EXERCISE AIM:
Copy out only the items below, starting at the line that contains "the purple end" and ending at the line that contains "686, 1082, 766]]", with the requests kept. Shift every bounding-box coordinate in the answers up by 45.

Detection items
• • • • •

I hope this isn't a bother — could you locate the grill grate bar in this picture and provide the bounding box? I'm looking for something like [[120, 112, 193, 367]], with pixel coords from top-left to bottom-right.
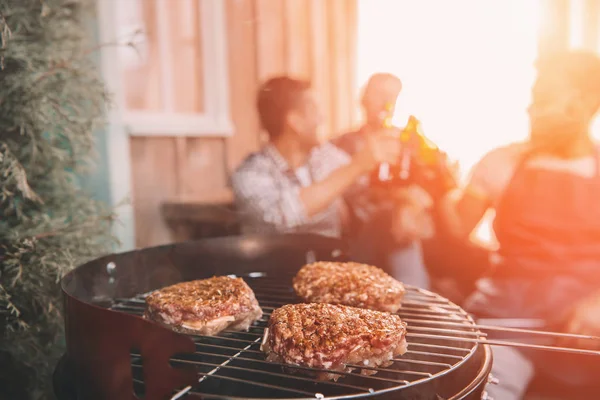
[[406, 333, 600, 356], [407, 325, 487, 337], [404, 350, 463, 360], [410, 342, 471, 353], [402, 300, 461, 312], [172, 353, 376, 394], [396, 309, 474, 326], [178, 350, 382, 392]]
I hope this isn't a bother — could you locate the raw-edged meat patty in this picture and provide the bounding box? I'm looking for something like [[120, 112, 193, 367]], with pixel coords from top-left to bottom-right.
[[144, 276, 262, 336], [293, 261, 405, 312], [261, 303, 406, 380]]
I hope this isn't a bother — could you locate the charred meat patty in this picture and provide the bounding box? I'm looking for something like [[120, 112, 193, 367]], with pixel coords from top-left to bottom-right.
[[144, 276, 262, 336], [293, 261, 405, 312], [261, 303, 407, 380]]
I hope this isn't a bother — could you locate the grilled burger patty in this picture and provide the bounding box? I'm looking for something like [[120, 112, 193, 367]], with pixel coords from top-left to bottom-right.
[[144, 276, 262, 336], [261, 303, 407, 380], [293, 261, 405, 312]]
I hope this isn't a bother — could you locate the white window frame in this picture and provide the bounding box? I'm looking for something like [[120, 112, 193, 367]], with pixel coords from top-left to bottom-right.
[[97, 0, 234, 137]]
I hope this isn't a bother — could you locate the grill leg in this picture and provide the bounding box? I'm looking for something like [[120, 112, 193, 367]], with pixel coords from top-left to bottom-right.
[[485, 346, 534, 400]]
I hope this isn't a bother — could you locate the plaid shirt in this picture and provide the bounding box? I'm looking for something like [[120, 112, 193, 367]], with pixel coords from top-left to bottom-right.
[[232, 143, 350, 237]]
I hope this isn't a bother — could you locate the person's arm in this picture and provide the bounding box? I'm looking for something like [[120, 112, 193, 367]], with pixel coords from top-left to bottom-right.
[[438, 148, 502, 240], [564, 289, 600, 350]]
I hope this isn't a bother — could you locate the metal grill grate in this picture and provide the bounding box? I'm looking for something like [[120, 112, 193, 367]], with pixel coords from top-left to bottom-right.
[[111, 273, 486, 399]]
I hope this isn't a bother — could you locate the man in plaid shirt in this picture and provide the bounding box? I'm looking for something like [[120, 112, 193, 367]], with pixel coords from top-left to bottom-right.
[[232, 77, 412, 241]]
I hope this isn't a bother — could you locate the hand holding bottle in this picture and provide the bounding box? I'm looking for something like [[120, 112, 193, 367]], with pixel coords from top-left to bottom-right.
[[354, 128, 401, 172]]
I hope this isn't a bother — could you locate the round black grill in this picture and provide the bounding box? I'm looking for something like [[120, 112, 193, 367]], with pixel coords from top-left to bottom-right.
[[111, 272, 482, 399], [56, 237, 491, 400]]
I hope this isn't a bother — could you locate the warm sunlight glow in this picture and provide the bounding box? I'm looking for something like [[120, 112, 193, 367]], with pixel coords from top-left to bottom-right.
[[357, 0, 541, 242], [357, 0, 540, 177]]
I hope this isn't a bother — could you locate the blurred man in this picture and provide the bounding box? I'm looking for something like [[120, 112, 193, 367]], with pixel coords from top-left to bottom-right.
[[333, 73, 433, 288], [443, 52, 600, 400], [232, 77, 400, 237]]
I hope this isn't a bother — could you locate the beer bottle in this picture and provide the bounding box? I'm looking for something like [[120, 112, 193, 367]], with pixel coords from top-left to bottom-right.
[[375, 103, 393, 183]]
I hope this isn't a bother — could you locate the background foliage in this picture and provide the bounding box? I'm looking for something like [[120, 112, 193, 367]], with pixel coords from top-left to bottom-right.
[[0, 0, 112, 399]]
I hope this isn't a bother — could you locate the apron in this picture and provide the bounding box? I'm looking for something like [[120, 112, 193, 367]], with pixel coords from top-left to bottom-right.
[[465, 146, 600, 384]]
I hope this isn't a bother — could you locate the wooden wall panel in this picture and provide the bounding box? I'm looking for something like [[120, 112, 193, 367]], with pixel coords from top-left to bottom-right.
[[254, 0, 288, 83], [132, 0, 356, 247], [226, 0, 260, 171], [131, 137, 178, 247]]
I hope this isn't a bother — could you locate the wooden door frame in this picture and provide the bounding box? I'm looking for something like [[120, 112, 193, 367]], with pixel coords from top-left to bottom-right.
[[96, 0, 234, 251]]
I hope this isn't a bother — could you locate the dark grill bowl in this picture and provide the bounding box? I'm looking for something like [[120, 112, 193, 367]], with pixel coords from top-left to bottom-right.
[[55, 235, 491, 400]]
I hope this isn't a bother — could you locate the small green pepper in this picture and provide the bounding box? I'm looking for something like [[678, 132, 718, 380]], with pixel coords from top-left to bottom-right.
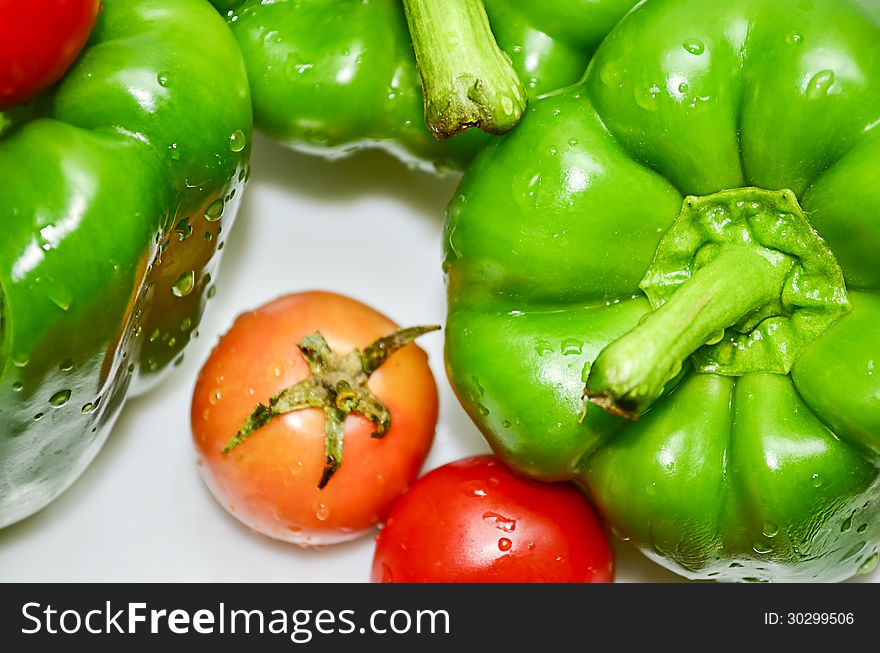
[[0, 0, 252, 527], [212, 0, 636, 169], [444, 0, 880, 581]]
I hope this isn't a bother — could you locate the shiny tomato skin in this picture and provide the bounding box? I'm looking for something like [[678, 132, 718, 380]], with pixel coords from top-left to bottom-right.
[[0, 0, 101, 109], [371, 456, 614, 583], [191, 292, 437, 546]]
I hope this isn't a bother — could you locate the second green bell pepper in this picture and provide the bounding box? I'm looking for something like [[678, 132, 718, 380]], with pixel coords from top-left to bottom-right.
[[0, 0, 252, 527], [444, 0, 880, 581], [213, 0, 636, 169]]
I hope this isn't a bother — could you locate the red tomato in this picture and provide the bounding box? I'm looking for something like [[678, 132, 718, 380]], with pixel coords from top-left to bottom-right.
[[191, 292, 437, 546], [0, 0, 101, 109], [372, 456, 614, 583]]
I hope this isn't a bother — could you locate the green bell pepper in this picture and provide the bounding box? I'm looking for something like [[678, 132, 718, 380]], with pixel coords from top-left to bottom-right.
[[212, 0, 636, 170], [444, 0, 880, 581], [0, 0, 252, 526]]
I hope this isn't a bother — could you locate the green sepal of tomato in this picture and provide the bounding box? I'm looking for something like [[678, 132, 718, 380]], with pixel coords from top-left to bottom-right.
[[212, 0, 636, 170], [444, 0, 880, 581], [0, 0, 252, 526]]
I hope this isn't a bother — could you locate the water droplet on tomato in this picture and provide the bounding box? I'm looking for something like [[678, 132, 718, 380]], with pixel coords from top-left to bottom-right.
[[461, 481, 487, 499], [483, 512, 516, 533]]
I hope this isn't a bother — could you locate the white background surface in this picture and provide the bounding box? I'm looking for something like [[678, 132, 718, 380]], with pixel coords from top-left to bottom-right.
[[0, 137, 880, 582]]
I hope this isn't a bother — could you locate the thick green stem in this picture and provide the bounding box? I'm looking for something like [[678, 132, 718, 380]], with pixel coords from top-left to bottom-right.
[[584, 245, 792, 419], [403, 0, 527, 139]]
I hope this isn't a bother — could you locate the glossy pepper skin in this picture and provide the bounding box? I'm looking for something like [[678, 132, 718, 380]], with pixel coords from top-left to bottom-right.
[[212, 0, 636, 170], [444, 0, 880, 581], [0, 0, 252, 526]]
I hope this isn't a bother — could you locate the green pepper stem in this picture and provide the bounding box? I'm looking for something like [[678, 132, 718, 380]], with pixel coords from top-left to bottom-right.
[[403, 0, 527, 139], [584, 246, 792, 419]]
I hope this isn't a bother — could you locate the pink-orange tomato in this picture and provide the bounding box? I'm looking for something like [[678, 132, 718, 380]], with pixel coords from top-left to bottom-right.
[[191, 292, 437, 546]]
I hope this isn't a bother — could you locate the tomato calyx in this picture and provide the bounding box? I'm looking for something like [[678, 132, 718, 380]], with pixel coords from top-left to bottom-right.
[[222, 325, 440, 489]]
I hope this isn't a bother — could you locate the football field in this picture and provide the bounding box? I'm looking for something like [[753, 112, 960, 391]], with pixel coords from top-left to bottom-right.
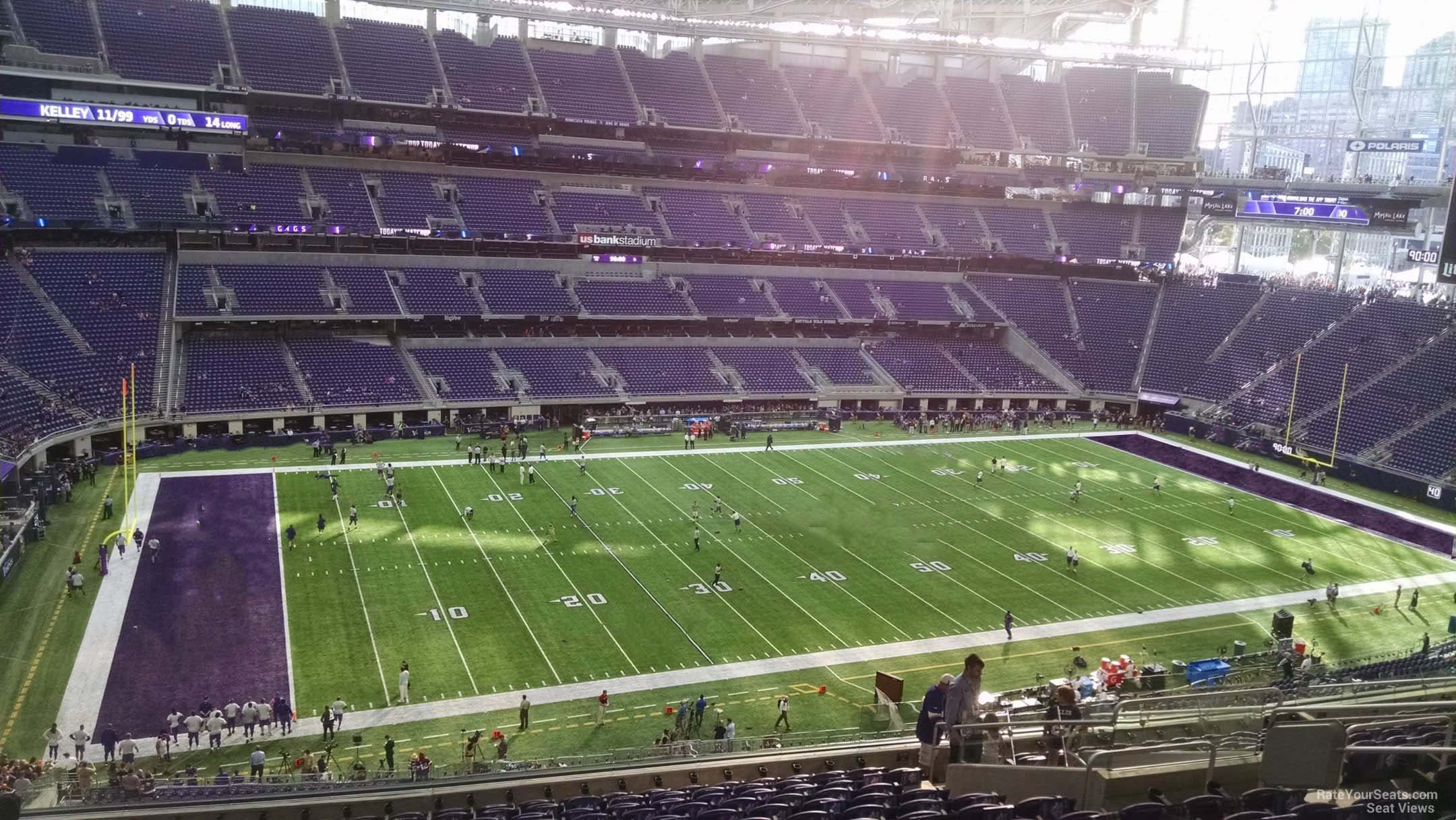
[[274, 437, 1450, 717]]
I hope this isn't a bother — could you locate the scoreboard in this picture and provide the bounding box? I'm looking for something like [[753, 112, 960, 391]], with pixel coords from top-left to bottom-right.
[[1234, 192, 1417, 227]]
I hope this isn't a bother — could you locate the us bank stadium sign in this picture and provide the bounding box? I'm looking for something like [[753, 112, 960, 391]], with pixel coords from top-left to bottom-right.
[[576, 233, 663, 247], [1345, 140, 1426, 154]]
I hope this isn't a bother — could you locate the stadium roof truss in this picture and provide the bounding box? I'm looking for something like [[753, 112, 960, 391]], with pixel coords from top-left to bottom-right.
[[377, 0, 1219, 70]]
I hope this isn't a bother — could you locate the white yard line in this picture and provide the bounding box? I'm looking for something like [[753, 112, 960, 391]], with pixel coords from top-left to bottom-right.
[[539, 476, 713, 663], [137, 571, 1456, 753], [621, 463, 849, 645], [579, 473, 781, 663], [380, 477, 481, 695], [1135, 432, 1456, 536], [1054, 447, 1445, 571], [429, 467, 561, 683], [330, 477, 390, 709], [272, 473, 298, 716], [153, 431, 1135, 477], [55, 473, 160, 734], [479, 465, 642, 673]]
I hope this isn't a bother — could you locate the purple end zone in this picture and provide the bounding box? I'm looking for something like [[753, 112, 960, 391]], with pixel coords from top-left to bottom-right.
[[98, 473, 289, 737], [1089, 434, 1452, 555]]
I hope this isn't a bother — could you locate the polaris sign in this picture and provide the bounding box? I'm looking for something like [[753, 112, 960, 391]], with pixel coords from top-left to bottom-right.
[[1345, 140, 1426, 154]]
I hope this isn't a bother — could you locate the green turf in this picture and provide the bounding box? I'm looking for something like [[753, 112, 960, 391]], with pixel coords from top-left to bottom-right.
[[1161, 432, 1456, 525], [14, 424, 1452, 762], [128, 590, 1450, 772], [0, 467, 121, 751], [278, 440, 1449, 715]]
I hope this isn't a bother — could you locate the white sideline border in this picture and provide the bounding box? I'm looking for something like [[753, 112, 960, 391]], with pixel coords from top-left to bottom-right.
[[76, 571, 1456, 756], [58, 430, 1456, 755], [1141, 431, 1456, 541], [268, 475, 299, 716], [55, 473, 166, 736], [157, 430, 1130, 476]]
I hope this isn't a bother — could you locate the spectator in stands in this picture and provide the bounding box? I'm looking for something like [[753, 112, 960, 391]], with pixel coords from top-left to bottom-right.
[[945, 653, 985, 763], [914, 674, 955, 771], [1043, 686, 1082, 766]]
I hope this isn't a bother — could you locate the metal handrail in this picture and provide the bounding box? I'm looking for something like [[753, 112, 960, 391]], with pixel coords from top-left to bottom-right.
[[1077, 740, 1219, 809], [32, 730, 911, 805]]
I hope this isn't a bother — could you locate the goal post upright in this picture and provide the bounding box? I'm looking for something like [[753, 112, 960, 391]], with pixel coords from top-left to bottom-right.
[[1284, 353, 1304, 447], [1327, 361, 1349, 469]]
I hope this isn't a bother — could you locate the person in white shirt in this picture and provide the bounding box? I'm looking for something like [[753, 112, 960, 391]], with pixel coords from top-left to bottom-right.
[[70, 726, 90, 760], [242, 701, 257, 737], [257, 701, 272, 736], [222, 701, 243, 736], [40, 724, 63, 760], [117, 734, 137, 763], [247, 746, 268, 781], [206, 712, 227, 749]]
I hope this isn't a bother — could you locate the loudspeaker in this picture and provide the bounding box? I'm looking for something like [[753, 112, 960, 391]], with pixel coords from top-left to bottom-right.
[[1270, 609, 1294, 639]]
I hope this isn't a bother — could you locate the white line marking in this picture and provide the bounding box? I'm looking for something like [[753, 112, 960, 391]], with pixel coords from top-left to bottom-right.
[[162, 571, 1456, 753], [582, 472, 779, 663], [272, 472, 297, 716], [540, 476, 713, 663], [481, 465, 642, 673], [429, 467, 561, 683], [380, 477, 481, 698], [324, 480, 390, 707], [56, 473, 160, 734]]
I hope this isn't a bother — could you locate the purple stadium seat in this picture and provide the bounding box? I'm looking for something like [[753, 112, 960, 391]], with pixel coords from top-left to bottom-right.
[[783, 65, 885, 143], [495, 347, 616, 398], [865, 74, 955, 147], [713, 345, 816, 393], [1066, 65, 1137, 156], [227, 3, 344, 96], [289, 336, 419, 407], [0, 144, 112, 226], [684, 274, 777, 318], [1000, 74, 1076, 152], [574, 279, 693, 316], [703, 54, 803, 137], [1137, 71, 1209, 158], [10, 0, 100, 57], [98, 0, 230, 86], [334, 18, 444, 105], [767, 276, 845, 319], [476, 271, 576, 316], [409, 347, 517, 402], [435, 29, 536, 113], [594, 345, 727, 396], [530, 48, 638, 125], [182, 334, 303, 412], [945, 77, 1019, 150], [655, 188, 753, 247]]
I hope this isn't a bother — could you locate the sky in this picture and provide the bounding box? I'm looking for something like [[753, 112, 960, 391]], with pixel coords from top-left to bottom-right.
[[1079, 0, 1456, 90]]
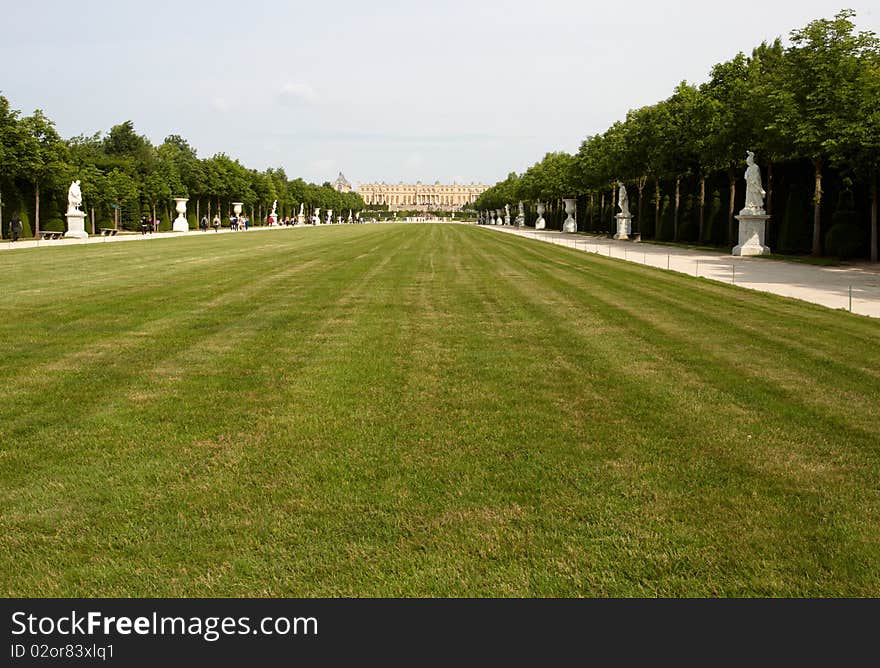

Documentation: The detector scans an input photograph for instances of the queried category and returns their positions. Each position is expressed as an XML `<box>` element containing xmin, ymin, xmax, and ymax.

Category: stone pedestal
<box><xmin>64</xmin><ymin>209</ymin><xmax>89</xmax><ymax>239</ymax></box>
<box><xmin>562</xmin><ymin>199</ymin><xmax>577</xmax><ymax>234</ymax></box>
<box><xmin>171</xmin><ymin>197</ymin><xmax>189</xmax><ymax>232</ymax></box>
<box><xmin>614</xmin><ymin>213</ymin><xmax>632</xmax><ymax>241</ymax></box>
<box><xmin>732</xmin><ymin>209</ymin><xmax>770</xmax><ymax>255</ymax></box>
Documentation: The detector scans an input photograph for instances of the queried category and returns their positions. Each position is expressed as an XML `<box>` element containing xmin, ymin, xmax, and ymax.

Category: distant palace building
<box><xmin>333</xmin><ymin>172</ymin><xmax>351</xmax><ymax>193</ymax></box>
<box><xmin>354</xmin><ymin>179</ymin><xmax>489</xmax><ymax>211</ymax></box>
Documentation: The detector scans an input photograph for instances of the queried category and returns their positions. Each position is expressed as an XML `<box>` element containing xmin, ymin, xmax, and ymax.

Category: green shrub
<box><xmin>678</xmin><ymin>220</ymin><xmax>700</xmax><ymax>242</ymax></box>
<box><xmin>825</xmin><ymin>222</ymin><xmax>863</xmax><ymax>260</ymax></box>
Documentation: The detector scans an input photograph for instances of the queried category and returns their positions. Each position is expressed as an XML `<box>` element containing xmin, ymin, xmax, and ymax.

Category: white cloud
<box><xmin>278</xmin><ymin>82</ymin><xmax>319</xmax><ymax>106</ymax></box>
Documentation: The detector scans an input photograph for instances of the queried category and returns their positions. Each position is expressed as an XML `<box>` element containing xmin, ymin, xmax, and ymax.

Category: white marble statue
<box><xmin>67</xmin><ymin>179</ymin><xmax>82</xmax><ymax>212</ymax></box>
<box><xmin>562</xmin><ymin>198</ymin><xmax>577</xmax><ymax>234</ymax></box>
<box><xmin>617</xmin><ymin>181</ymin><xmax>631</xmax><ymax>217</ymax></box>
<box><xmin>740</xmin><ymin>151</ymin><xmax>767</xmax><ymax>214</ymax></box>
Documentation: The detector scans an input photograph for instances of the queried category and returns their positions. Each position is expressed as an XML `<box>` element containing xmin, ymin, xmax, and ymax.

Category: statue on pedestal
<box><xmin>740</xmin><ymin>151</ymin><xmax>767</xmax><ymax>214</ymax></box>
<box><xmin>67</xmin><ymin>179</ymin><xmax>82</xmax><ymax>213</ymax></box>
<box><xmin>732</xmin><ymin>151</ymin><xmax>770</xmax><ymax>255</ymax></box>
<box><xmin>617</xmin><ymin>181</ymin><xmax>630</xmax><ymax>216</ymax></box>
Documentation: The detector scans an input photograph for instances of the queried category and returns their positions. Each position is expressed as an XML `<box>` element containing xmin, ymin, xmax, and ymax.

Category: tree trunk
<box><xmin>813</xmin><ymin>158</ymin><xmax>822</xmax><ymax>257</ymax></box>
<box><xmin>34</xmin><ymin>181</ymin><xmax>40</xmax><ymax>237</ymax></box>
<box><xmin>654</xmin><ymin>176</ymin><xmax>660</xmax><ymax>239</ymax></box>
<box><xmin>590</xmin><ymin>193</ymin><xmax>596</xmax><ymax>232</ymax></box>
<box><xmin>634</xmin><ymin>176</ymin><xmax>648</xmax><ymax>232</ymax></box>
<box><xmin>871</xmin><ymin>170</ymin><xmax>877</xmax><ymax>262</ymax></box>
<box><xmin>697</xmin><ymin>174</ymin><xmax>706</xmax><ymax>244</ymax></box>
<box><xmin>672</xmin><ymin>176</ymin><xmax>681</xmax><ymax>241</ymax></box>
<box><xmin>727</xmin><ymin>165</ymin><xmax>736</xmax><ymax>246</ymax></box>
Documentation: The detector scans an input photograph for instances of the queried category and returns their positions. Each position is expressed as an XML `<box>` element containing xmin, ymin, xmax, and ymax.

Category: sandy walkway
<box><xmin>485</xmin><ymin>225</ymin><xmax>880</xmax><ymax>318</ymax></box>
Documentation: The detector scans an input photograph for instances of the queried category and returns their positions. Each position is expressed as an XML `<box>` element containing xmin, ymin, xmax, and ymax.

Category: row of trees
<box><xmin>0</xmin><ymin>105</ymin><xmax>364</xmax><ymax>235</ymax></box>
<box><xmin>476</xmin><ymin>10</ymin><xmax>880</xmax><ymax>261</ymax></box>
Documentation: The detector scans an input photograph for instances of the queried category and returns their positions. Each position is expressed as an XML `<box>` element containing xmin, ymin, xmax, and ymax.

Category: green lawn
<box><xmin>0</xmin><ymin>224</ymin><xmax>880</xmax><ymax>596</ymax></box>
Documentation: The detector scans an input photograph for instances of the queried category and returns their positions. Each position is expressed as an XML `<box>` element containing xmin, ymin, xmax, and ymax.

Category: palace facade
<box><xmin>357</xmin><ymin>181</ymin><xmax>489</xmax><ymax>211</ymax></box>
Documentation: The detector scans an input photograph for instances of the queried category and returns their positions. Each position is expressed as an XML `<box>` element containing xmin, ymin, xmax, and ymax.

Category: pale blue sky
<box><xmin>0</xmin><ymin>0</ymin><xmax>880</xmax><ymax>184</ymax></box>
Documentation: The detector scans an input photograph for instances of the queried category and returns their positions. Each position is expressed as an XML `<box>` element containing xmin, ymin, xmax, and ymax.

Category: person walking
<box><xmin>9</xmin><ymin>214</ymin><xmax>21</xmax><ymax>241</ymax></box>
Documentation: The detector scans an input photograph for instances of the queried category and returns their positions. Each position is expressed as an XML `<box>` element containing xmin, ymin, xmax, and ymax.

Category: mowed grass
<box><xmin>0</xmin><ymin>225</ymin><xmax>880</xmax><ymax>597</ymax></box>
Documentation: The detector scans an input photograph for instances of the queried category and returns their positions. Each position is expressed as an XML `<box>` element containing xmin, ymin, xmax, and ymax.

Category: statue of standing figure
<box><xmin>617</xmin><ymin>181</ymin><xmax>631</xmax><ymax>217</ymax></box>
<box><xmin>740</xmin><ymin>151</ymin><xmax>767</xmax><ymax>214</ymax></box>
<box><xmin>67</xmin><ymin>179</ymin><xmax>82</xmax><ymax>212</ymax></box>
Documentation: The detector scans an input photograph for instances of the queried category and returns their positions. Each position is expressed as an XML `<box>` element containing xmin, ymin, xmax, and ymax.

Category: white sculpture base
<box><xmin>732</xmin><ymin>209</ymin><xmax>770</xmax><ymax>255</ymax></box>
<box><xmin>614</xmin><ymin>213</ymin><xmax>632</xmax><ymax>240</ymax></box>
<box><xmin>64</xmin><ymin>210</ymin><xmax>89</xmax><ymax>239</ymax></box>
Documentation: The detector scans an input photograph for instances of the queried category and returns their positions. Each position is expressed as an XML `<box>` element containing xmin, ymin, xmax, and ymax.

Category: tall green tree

• • • • •

REPLY:
I hope this isn't a bother — could you locate the purple end zone in this picture and provide the bounding box? I'm looking for something like [[753, 112, 960, 391]], with pixel coords from top-left to bottom-right.
[[143, 518, 334, 782], [1134, 479, 1497, 600]]
I hope this isn't a bother — could you locate the polaris sign in this picture and provide the bounding box? I'm looking for something like [[753, 112, 960, 391]], with pixel coords from top-left to bottom-right.
[[1390, 185, 1471, 199]]
I hope this isn't a bother — could you locate the green turf in this picture and provide the bounding box? I'm looking for something like [[753, 112, 960, 391]], with pixel coords from top-left to bottom-right.
[[1206, 477, 1501, 570], [59, 469, 1497, 807], [173, 635, 1495, 817], [45, 512, 166, 796], [323, 485, 1494, 760]]
I hope this isn't a bother — could you locate the white sideline border in this picture and provide the bounding box? I'm looking for something like [[753, 112, 960, 391]], with pixel coords from top-left to bottom-right.
[[121, 616, 1501, 801], [103, 475, 1501, 800], [1186, 476, 1501, 586], [313, 520, 344, 761], [100, 518, 211, 781], [202, 475, 1175, 521]]
I hope this isn't a bother — could you locate the spectator in stands in this picture and provide the bounding box? I'm looking for something like [[753, 112, 960, 391]], with pixel coords from top-left to bottom-right.
[[990, 698, 1030, 808], [959, 719, 1000, 816], [1088, 731, 1127, 811]]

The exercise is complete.